• What is being asked
Please work out how many lines in the entries below include the string "positive", and reply with the number alone.

Saved data entries:
::::::::::

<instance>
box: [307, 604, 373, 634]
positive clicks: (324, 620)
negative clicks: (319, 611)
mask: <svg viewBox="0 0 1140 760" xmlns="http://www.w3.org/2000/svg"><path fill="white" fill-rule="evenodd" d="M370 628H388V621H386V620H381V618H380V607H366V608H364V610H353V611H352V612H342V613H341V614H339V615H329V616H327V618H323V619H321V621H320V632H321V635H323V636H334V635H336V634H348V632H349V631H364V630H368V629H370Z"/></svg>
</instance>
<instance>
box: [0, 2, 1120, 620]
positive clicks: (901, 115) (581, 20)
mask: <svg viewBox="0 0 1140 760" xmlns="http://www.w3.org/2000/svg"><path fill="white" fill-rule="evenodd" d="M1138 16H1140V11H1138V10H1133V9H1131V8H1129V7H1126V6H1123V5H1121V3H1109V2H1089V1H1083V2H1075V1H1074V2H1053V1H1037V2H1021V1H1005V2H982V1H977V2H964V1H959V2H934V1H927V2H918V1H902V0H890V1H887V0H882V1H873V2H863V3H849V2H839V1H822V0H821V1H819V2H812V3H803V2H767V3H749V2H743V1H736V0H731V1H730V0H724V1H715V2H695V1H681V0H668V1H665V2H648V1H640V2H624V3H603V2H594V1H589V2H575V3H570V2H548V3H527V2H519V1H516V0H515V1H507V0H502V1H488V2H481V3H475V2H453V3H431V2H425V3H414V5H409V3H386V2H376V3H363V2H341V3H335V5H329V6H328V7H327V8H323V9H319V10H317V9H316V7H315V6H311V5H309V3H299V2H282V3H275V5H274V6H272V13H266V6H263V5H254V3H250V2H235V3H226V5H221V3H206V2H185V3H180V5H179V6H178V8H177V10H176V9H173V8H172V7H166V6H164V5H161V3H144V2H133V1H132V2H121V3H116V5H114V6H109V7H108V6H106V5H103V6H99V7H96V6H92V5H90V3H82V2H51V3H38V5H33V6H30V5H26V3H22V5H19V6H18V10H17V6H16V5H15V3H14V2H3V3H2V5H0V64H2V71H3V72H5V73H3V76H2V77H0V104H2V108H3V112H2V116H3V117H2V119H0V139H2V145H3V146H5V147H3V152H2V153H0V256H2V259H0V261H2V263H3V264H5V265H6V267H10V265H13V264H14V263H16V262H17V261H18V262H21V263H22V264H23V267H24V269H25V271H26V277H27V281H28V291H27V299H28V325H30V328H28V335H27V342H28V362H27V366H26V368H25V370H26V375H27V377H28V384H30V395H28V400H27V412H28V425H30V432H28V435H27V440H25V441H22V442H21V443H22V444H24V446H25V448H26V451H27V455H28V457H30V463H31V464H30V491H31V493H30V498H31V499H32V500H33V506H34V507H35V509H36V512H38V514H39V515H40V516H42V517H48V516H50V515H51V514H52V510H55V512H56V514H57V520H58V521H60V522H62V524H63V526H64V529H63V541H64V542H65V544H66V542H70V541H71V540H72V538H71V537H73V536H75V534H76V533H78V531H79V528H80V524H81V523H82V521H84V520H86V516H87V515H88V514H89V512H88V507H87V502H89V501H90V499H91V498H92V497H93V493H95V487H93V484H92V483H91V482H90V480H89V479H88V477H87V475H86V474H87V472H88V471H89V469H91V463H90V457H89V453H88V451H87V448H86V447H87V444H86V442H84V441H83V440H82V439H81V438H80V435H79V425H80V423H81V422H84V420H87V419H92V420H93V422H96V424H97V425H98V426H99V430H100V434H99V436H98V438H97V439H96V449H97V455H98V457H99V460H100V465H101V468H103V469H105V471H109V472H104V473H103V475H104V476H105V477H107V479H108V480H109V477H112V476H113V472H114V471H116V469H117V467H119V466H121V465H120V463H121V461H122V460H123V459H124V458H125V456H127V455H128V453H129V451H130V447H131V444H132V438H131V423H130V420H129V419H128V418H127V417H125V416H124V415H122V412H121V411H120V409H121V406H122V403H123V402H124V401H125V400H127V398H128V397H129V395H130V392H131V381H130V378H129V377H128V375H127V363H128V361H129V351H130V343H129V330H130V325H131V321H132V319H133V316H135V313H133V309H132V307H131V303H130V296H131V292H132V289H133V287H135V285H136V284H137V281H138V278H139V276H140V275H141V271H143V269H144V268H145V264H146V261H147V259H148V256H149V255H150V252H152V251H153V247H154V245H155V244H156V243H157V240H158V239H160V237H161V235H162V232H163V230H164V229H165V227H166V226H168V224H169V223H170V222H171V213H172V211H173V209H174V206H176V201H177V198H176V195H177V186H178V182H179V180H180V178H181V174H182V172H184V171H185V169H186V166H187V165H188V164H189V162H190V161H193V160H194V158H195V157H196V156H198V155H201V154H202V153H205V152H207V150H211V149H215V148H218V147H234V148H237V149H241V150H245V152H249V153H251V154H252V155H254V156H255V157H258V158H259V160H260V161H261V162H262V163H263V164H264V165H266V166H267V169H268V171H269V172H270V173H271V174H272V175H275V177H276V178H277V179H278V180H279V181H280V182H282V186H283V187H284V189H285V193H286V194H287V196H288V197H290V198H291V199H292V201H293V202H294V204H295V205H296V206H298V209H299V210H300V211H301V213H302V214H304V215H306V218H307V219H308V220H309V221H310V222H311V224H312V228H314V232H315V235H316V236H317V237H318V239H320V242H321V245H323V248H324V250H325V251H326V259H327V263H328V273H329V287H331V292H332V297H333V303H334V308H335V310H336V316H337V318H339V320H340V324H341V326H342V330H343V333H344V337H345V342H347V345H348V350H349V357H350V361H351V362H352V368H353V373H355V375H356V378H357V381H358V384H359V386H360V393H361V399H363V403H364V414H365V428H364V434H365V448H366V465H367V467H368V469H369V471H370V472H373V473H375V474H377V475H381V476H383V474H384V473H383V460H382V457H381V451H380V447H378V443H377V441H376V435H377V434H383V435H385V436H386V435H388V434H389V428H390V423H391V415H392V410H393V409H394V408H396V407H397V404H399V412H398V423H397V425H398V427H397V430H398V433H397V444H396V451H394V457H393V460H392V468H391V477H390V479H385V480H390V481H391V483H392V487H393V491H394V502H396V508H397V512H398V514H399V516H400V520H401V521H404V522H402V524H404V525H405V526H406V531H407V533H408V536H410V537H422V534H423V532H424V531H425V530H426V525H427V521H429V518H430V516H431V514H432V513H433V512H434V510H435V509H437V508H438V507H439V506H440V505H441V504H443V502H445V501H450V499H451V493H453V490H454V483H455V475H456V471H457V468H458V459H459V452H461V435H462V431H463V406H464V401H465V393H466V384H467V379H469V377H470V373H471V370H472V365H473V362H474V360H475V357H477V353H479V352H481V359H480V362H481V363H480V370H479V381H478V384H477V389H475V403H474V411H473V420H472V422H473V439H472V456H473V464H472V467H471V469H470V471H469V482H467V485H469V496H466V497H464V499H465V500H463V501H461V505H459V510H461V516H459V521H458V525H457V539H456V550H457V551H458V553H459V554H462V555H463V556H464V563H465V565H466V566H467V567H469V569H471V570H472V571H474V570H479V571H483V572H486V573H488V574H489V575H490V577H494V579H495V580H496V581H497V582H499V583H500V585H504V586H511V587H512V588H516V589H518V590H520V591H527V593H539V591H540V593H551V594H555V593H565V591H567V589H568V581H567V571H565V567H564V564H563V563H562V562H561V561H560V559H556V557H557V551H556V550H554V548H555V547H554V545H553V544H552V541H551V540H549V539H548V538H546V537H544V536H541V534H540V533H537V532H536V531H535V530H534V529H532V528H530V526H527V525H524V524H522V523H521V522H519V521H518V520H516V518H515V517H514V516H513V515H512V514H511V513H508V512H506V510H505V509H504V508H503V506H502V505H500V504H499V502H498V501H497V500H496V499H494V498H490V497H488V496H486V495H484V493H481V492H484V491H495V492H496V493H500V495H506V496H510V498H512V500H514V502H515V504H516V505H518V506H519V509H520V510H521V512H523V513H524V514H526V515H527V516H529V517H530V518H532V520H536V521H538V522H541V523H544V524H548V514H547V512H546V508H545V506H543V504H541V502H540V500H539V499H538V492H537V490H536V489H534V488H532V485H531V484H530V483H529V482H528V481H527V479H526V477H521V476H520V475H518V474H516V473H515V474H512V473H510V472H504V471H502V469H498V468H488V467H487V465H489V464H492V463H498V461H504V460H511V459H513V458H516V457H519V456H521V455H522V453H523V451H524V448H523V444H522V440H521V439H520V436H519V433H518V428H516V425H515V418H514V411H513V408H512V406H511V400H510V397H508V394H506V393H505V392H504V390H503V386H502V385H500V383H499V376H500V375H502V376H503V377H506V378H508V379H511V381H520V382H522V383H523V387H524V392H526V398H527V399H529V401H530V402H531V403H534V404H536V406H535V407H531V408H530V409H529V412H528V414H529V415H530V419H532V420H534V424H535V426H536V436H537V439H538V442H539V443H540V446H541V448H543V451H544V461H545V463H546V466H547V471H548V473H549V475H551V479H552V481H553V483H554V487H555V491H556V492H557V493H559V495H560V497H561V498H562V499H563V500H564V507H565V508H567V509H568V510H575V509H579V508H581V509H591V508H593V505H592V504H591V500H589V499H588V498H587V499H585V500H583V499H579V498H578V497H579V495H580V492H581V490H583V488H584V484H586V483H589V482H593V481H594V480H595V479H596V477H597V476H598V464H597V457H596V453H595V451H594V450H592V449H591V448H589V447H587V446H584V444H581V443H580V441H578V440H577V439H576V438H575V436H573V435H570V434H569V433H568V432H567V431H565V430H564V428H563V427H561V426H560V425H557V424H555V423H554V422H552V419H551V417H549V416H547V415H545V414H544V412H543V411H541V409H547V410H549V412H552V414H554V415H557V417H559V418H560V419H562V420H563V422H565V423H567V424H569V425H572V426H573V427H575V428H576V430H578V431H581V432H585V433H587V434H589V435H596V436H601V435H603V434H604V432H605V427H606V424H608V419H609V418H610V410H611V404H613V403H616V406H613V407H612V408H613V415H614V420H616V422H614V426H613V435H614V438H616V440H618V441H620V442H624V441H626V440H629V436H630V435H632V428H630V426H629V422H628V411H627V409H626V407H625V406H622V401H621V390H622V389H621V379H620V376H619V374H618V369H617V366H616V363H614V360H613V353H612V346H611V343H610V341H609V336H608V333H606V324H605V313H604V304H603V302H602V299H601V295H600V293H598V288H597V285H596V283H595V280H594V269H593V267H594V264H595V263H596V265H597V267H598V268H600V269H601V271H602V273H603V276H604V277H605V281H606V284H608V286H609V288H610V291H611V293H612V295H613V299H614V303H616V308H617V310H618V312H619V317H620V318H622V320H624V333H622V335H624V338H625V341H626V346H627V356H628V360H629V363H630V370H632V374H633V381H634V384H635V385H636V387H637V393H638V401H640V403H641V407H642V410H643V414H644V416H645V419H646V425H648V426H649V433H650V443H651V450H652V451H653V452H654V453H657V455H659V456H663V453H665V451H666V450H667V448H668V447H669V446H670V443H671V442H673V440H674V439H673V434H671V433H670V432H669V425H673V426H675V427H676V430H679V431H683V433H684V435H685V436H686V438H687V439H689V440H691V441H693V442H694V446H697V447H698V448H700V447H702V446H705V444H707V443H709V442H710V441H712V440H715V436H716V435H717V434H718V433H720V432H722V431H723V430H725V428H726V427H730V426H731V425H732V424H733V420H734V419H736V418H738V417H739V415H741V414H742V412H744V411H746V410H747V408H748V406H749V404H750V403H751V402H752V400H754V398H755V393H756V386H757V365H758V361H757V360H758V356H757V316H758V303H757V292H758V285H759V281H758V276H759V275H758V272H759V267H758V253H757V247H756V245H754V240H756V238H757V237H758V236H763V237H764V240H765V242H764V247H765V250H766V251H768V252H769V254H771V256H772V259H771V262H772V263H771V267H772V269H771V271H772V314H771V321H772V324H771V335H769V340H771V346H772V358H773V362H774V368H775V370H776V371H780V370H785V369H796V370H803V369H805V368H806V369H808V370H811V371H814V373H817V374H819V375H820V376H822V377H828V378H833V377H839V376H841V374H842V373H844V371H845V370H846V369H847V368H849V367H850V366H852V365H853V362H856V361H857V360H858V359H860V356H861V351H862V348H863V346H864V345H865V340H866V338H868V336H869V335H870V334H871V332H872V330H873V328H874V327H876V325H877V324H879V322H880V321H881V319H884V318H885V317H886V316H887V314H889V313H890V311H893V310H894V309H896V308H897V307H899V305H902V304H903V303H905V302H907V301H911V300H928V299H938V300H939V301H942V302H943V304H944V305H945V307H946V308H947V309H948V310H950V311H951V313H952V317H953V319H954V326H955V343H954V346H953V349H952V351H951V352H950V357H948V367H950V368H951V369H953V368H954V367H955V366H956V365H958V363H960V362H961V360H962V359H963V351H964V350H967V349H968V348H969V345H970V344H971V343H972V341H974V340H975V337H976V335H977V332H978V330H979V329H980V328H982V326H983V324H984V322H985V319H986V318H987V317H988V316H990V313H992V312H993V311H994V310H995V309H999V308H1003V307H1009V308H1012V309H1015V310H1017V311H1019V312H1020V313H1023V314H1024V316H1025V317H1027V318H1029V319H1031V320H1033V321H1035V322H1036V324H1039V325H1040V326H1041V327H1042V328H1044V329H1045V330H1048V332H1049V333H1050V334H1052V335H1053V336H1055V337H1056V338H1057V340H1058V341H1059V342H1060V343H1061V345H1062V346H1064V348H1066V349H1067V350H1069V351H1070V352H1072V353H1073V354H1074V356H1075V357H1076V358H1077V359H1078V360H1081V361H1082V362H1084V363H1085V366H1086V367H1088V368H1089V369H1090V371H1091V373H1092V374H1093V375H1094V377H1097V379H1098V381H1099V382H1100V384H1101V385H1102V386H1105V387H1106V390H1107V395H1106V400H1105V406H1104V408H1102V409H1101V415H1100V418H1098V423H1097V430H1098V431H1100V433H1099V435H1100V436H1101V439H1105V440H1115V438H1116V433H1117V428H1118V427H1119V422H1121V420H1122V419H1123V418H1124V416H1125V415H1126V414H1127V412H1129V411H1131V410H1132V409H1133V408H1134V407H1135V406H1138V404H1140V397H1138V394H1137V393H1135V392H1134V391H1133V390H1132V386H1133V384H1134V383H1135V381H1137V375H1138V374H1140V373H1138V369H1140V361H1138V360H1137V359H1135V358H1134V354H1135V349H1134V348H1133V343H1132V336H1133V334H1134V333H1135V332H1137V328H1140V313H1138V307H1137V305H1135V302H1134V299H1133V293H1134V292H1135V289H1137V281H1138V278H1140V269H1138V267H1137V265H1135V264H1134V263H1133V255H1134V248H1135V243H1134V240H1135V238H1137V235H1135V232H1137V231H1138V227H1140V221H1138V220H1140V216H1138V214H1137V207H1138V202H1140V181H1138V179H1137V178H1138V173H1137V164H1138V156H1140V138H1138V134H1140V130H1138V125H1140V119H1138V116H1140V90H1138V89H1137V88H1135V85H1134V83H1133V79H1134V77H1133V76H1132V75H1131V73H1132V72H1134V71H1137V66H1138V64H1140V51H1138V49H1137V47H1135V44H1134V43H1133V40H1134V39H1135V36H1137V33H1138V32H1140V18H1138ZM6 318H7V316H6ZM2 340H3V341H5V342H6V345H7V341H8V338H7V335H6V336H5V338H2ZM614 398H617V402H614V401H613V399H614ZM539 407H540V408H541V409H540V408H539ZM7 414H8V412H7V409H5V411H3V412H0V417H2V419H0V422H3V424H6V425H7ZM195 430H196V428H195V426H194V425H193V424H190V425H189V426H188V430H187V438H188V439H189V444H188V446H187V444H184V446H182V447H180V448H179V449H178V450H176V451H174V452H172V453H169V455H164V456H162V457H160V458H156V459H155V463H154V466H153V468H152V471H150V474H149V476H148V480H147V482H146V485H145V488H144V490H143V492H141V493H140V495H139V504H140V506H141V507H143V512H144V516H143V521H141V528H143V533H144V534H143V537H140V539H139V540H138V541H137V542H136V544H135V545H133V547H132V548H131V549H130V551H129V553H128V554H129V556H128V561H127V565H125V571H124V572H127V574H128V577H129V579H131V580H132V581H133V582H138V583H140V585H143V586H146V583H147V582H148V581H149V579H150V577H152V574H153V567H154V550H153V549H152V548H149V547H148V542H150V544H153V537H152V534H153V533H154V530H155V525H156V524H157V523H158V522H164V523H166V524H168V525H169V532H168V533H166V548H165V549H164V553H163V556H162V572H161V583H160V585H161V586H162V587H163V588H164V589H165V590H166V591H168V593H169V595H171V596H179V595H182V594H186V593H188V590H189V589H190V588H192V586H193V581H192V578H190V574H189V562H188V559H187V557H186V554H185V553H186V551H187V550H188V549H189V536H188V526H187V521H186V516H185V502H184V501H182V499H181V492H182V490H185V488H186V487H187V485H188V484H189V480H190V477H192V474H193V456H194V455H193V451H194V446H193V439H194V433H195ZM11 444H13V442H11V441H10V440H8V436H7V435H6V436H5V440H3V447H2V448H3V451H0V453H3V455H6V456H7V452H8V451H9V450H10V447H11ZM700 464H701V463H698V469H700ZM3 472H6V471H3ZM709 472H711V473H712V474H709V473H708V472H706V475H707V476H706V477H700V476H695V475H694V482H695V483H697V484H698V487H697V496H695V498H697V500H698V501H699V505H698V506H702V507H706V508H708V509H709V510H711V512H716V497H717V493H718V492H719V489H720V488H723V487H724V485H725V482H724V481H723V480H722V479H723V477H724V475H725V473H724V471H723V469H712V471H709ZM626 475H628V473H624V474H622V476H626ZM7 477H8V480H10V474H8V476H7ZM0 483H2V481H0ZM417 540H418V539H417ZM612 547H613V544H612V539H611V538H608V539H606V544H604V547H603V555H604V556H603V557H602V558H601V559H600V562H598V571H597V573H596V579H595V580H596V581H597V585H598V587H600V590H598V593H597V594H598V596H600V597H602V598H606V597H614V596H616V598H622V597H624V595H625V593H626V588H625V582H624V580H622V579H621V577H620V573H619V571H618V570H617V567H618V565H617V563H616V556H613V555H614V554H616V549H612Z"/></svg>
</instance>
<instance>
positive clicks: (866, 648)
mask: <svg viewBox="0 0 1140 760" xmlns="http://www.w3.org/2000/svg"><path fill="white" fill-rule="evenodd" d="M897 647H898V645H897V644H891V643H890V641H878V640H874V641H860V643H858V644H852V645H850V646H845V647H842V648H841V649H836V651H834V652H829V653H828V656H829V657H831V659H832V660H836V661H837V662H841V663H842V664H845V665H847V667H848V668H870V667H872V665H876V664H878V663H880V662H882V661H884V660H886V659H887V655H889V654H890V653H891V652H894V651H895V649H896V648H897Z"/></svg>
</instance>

::::::::::

• Your response
3